(Coordinate annotation lines)
....
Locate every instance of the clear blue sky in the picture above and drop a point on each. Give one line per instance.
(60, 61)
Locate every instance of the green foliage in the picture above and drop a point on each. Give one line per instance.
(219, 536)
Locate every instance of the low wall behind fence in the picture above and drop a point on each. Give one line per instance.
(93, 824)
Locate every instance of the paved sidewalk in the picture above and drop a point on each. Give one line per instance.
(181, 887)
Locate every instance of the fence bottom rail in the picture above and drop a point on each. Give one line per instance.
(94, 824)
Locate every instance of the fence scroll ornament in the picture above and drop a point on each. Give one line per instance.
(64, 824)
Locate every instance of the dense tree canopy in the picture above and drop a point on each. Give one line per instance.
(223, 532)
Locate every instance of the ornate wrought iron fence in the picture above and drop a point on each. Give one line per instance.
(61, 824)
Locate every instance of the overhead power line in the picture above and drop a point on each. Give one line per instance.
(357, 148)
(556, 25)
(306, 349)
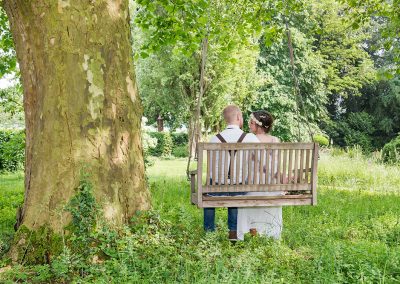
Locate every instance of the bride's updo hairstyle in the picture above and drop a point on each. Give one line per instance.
(263, 119)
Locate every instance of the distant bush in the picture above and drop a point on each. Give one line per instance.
(180, 151)
(322, 140)
(391, 151)
(148, 143)
(167, 146)
(12, 150)
(168, 143)
(179, 139)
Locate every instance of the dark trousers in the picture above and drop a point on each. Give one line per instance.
(209, 214)
(209, 219)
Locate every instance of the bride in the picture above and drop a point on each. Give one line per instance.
(265, 221)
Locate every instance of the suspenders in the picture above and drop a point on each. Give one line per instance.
(222, 139)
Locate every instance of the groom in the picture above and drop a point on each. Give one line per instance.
(232, 134)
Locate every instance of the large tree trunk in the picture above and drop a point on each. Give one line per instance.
(81, 105)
....
__The exercise__: Repeat all of the lines above word for word, keeping every line in its original order. Leave the pictures out of your answer.

__Exercise response__:
Locate every instance of the clear blue sky in the picture above and drop a point on each. Give one line per instance.
(60, 61)
Locate every instance of the green foliage in the picture above and drop a point on each. Give one line per instance.
(219, 536)
Locate every instance of the low wall behind fence in the picture above and drop a point on each. Give one line per instance.
(93, 824)
Locate every instance of the paved sidewalk in the picture above and drop a point on each. Give one line per instance.
(181, 887)
Locate every instance of the fence bottom rail in the picture above and drop a point on each. Give one line per instance.
(94, 824)
Locate every instance of the fence scroll ornament in the picture above and drop a point on each. Give one line per instance.
(64, 824)
Locate every instance of the dense tree canopy in the picture above and drop a point on each. Give one line per instance.
(223, 532)
Locate every instance of the ornate wrought iron fence in the picture above and drop a point on each. Give one line per instance.
(61, 824)
Locate every instance of the overhead power line in the picture above and drop a point on each. Give one line per instance.
(357, 148)
(556, 25)
(306, 349)
Locate every instance of the bride's updo hairstyle in the picture above and drop a point on each. Give one line per instance.
(263, 119)
Locate every instance of the distant bush in the picture above and drop a point on each. Give one line per instance.
(180, 151)
(322, 140)
(391, 151)
(148, 143)
(167, 146)
(12, 150)
(168, 143)
(179, 139)
Locate every instance of the dark trousers in the picture above and drop a point on each. Give one line per instance.
(209, 214)
(209, 219)
Locate every instance of the bride in the picture above and drop a point on each. Give one line per instance.
(265, 221)
Locate every instance of the suspenders in the picture above and drop a point on each. Give one line per instance.
(222, 139)
Locate every instance of the groom in the picture above and drop a point on each. Give one line per instance.
(232, 134)
Locate every instance of the large tree trunk in the picture above and drop a point on each. Give one line per instance.
(81, 105)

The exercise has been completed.